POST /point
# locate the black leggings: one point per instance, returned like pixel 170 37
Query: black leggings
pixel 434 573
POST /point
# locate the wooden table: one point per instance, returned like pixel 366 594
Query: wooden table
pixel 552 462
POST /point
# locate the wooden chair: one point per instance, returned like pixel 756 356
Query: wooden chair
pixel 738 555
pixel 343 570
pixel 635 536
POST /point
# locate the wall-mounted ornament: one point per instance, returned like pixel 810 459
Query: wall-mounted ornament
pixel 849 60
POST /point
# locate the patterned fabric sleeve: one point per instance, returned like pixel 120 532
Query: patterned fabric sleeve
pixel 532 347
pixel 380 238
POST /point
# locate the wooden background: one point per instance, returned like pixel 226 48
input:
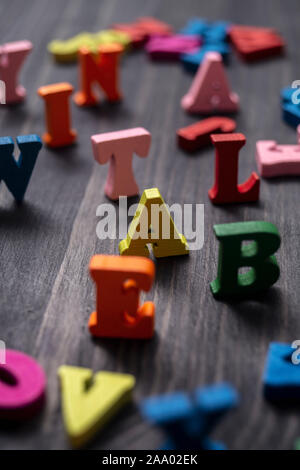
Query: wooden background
pixel 46 293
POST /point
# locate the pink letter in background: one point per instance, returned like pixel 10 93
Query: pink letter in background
pixel 22 386
pixel 210 91
pixel 12 56
pixel 118 148
pixel 278 160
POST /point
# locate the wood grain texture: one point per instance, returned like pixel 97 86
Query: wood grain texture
pixel 46 293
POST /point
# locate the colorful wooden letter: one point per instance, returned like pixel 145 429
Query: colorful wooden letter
pixel 143 28
pixel 290 110
pixel 16 173
pixel 257 255
pixel 281 376
pixel 192 60
pixel 12 56
pixel 59 132
pixel 197 135
pixel 226 188
pixel 188 419
pixel 171 47
pixel 67 50
pixel 118 148
pixel 90 401
pixel 102 69
pixel 118 282
pixel 277 160
pixel 210 92
pixel 153 224
pixel 22 386
pixel 252 43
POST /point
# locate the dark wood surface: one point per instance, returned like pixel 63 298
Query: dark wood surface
pixel 46 293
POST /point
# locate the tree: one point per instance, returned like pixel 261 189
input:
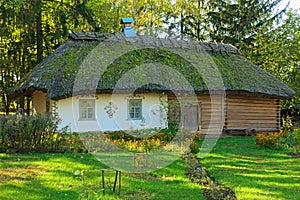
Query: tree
pixel 276 50
pixel 31 30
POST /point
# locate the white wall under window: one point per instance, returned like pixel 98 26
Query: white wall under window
pixel 111 113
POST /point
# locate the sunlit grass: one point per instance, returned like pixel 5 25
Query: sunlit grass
pixel 51 176
pixel 254 172
pixel 251 171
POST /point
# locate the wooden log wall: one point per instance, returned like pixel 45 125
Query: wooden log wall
pixel 209 111
pixel 212 114
pixel 261 114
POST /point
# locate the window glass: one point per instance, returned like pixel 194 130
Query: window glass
pixel 87 109
pixel 135 108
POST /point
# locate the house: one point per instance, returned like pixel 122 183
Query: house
pixel 98 81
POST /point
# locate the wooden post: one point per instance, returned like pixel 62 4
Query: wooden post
pixel 115 182
pixel 103 186
pixel 119 183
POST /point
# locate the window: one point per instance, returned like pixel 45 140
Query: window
pixel 86 109
pixel 135 108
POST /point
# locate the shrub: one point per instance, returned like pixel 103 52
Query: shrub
pixel 36 133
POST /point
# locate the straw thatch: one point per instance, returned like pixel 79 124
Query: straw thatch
pixel 56 74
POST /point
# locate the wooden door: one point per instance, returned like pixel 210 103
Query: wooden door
pixel 190 117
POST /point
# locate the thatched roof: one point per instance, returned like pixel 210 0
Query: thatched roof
pixel 57 73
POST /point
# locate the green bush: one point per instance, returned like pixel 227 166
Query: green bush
pixel 35 133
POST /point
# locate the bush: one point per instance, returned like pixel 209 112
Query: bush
pixel 36 133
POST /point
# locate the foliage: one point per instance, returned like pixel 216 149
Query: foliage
pixel 197 173
pixel 276 50
pixel 31 30
pixel 144 140
pixel 36 133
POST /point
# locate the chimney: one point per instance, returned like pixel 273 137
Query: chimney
pixel 127 27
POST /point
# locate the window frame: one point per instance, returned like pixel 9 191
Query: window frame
pixel 93 107
pixel 141 109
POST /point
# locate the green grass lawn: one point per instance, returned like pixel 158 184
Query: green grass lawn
pixel 51 176
pixel 252 172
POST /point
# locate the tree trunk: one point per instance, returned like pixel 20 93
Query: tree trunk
pixel 39 31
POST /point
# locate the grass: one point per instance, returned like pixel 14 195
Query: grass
pixel 51 176
pixel 252 172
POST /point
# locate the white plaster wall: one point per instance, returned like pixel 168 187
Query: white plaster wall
pixel 68 111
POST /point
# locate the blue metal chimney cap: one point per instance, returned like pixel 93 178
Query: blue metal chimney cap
pixel 129 32
pixel 127 20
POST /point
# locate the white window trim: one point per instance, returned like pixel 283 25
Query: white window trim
pixel 94 109
pixel 141 109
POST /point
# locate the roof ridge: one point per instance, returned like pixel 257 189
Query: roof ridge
pixel 221 48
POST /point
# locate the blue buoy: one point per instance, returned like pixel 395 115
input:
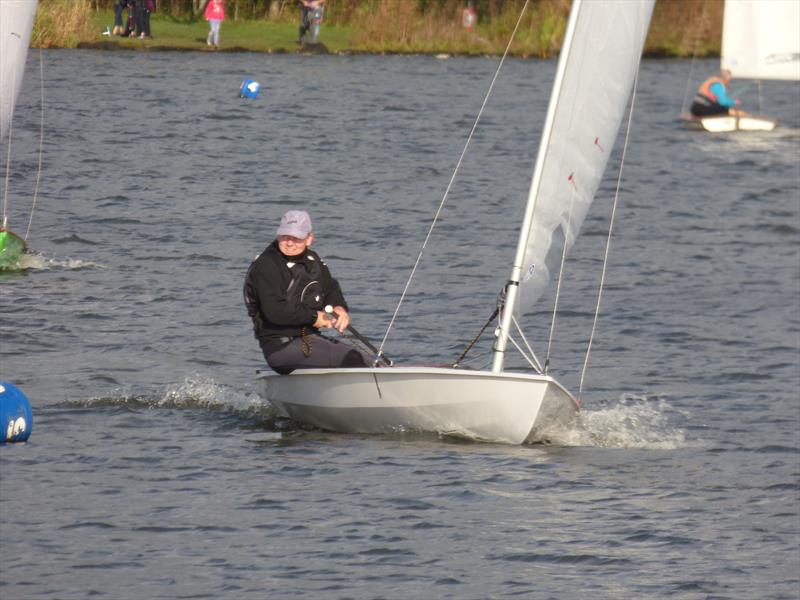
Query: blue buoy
pixel 249 89
pixel 16 416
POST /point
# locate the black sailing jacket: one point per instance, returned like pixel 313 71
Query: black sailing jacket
pixel 283 293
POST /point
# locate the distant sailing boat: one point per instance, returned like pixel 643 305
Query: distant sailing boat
pixel 760 40
pixel 596 70
pixel 16 24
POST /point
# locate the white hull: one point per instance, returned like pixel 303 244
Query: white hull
pixel 495 407
pixel 729 123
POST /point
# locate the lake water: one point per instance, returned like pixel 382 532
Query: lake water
pixel 156 470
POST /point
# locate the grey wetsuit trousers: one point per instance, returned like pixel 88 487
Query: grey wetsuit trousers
pixel 312 352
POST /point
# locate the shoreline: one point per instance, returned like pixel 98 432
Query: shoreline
pixel 667 38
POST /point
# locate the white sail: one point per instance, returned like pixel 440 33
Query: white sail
pixel 586 109
pixel 761 39
pixel 16 24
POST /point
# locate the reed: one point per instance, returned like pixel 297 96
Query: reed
pixel 62 23
pixel 681 28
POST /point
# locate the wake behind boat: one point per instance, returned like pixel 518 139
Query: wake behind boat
pixel 596 72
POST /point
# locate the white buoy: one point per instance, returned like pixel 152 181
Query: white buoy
pixel 16 416
pixel 249 89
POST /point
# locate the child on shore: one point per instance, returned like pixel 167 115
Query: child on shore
pixel 215 15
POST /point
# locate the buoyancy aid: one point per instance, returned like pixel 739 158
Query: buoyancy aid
pixel 705 88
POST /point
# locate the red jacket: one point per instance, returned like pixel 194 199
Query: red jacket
pixel 215 10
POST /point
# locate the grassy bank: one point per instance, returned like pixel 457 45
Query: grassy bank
pixel 679 28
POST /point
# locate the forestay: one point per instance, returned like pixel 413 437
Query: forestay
pixel 761 39
pixel 586 111
pixel 16 22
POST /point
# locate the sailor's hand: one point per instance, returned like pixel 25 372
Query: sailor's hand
pixel 324 320
pixel 341 319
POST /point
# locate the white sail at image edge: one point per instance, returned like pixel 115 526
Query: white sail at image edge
pixel 761 39
pixel 16 23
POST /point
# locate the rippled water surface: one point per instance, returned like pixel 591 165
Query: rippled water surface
pixel 155 469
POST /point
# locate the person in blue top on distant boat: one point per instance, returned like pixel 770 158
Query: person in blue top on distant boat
pixel 286 291
pixel 712 97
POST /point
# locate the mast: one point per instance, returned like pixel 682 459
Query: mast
pixel 512 288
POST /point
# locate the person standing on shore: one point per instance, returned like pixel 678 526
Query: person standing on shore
pixel 310 18
pixel 215 15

-=-=-=-=-

» **Stated goal**
Report every line in the entries above that contains the word "forestay", treating case as significant.

» **Written solution**
# locate the forestay: one point per instance, returned like pixel 413 437
Query: forestay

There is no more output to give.